Exercises to complete »
[1] Turn the paragraph of the forum post on files per patient ID that begins "According to the summary paper of this challenge" into a short list of the imaging modalities it names, keeping their details.
[2] Write the next part of the forum post on files per patient ID, picking up after its final sentence.

--- Quoted passage Enclosed Below ---

Number of files per Patient ID

Number of files per Patient ID  

  By: melhzy on June 1, 2022, 11:17 p.m.

Hi everyone,

I am reviewing the dataset and trying to understand different files associated to each patient id (if I understand it correctly).

According to the summary paper of this challenge, the imaging modality(ies) available in our dataset include: 1. Axial, sagittal and coronal T2-weighted imaging (T2W); 2. Axial computed high b-value (≥ 1400 s/mm2) diffusion-weighted imaging (DWI); 3. Axial apparent diffusion coefficient maps (ADC). 4. All cases used for the reader study will also include dynamic contrast-enhanced (DCE) sequences.

I am kind of expected to see 4 images per patient and per study. I find patient ids (10941, 10776) have 3 mha files each, patient ids (10691, 10116, 11217) have 4 mha files each, and the rest patient ids are all having 5 or 5*n mha files each.

I have printed a few examples below.

  • Patient ID with 3 mha files:

  • Patient ID with 4 mha files:

  • Patient ID with 5 mha files:

  • Patient ID with 10 mha files:

  • Patient ID with 15 mha files:

I have a question regarding file names and image modalities.

--- End of Enclosed Quoted passage ---
--- Entries supplied Enclosed Below ---

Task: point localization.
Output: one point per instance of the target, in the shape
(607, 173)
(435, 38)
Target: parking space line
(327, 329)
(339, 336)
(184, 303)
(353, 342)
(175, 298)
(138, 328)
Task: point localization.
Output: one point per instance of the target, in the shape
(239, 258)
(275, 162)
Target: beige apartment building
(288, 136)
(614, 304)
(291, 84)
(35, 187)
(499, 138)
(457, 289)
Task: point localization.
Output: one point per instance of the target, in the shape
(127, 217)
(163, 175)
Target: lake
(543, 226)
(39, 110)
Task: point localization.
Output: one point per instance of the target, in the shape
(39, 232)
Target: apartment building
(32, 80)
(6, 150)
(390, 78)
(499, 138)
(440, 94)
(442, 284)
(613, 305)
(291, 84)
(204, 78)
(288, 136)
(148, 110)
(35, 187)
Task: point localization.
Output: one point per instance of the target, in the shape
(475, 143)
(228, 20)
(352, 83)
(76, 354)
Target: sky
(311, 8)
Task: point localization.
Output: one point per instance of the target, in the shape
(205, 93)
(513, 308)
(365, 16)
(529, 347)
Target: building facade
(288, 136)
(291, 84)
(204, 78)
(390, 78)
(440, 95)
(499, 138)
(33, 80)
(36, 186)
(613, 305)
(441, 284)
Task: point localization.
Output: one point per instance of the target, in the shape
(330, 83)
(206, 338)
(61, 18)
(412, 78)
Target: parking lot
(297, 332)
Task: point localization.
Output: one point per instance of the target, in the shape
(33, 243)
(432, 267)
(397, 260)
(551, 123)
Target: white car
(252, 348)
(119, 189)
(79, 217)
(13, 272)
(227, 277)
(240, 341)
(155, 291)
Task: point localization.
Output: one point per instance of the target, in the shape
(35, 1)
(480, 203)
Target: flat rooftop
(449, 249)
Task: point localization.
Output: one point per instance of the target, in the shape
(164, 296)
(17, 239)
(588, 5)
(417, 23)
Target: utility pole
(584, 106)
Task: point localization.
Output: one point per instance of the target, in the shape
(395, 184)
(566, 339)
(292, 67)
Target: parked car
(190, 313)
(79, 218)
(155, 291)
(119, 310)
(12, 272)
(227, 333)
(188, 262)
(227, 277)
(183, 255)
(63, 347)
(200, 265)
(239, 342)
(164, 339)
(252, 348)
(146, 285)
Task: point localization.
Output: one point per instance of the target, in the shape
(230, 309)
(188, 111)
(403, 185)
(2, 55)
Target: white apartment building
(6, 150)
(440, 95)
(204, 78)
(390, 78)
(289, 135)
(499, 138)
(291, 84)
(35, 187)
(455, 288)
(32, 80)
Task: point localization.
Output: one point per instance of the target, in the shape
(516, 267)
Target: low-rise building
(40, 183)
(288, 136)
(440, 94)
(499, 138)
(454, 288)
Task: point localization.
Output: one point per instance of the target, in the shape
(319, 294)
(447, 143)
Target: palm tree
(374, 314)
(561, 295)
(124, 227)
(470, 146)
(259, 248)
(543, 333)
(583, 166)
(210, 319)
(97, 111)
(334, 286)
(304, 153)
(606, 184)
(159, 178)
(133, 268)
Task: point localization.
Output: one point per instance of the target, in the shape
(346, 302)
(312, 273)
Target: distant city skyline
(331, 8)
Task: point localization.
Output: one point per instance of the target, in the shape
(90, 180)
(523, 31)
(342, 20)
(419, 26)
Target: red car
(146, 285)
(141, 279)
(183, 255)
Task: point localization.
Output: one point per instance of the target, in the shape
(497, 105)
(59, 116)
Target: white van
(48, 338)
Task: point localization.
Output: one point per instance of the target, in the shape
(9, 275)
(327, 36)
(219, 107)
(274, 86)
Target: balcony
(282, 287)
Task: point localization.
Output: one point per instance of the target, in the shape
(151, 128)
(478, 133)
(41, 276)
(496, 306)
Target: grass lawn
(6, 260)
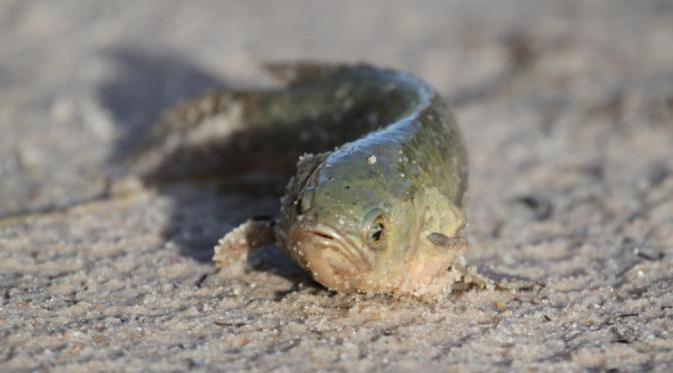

--- End of Enclosed Entries supplied ---

Results in order »
[1]
Imaging modalities in the dataset, per the challenge summary paper:
- Axial, sagittal and coronal T2-weighted imaging (T2W)
- Axial computed high b-value (≥ 1400 s/mm2) diffusion-weighted imaging (DWI)
- Axial apparent diffusion coefficient maps (ADC)
- Dynamic contrast-enhanced (DCE) sequences, included in all cases used for the reader study

[2]
How should I map _adc.mha, _cor.mha, _hbv.mha, _sag.mha, and _t2w.mha appropriately with the imaging modalities description mentioned in our summary paper or challenge description paper?

Also, could we have an official definition or description regarding the _adc.mha, _cor.mha, _hbv.mha, _sag.mha, and _t2w.mha files?

 Last edited by: melhzy on Aug. 15, 2023, 12:56 p.m., edited 4 times in total.

Re: Number of files per Patient ID  

  By: joeran.bosma on June 2, 2022, 9:24 a.m.

Hi melhzy,

Thank you for your query. You are correct that the number of files per patient is not constant across the dataset. Also, you are correct in which sequences are included for each case. One small difference, however, is that the sagittal and coronal T2-weighted imaging (_sag.mha) and (_cor.mha) are optional. The sagittal and coronal T2-weighted sequences are available for most cases, but we did not exclude cases when one or both of these sequences were missing. This explains why some cases have 3 or 4 imaging files.

For each of the 1500 cases in the PI-CAI: Public Training and Development Dataset, the filename consists of the [patient_id]_[study_id]_[modality].mha. Each patient can have multiple studies (prostate MRI examinations, at different moments in time), which are grouped in the patient's folder to indicate these studies are from the same patient. This explains why some patients have 10 (2 studies) or 15 (3 studies) imaging files.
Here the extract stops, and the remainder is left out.